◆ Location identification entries

--- start ---

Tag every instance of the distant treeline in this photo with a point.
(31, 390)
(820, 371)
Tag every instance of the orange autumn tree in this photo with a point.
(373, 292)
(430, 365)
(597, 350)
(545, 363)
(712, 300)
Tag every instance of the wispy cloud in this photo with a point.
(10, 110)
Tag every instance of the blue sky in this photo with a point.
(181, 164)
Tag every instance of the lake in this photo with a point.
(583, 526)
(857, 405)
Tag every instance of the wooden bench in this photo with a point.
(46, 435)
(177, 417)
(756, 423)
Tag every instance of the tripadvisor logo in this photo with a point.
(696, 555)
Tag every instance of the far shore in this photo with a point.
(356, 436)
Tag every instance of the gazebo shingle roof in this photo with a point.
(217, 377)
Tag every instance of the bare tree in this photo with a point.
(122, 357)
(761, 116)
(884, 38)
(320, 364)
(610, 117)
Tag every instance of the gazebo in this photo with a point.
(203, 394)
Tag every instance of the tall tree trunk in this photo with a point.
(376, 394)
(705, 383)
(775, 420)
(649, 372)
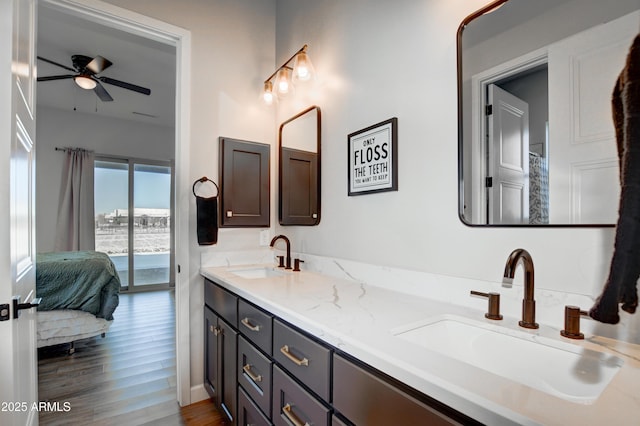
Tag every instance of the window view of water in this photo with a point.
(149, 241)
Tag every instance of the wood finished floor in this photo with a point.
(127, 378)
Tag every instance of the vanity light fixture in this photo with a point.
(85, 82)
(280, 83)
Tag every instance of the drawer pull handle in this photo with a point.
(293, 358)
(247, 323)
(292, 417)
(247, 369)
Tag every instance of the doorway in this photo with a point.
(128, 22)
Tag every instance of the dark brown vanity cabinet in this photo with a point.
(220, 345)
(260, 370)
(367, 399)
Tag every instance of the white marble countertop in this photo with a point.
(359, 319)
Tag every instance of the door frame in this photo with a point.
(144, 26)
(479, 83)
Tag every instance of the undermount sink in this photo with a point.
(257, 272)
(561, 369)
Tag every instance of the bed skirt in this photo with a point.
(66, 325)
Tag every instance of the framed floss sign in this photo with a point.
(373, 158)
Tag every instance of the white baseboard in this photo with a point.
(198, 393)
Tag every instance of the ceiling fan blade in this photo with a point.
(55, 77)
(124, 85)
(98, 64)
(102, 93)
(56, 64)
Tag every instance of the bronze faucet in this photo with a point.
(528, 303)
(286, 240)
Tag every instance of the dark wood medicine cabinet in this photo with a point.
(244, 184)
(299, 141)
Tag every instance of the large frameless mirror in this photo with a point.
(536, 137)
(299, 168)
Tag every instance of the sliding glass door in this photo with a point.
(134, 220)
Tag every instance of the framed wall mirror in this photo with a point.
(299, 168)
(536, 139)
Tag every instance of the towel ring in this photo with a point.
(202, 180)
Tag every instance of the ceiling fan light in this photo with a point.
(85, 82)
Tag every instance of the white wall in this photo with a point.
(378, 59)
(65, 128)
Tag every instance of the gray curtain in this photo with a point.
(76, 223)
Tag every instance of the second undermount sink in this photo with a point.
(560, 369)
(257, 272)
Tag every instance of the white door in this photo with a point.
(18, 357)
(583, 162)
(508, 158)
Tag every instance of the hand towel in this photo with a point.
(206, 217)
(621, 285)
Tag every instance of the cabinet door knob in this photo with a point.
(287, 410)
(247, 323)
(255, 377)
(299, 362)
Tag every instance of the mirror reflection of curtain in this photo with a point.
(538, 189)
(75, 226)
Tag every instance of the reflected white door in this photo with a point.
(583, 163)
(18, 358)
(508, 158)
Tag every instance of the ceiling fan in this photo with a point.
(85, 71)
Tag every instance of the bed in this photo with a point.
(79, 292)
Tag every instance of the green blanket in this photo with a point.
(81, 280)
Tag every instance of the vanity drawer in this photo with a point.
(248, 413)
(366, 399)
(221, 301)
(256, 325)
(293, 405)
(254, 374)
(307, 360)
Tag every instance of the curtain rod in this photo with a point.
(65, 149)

--- end ---
--- start ---

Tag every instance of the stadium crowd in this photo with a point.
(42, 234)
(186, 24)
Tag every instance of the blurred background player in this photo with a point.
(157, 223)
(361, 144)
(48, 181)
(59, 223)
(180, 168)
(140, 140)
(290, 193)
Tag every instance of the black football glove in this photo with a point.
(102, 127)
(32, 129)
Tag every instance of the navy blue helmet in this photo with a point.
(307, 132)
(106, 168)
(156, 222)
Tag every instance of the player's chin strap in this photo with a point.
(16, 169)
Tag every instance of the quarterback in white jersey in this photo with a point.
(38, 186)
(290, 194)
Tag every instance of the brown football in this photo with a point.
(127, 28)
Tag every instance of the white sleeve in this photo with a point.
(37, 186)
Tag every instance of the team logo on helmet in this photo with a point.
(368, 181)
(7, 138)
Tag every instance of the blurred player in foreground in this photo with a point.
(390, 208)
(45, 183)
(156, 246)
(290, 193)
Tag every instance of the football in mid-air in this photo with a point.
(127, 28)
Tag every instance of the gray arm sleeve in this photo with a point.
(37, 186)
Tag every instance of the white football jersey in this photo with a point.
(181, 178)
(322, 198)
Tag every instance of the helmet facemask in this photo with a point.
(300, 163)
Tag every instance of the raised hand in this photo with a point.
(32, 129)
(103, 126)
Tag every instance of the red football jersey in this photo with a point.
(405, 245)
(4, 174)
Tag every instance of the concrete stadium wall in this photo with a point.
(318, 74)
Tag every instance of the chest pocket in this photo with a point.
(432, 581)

--- end ---

◆ YOUR TASK
Pull out every line of the items above that contains the string "logo", treating uppercase and lowercase letters as different.

◆ RESULT BELOW
Tag every instance of the tripadvisor logo in this photo with a point.
Tag every instance of the team logo on helmet in this photo with a point.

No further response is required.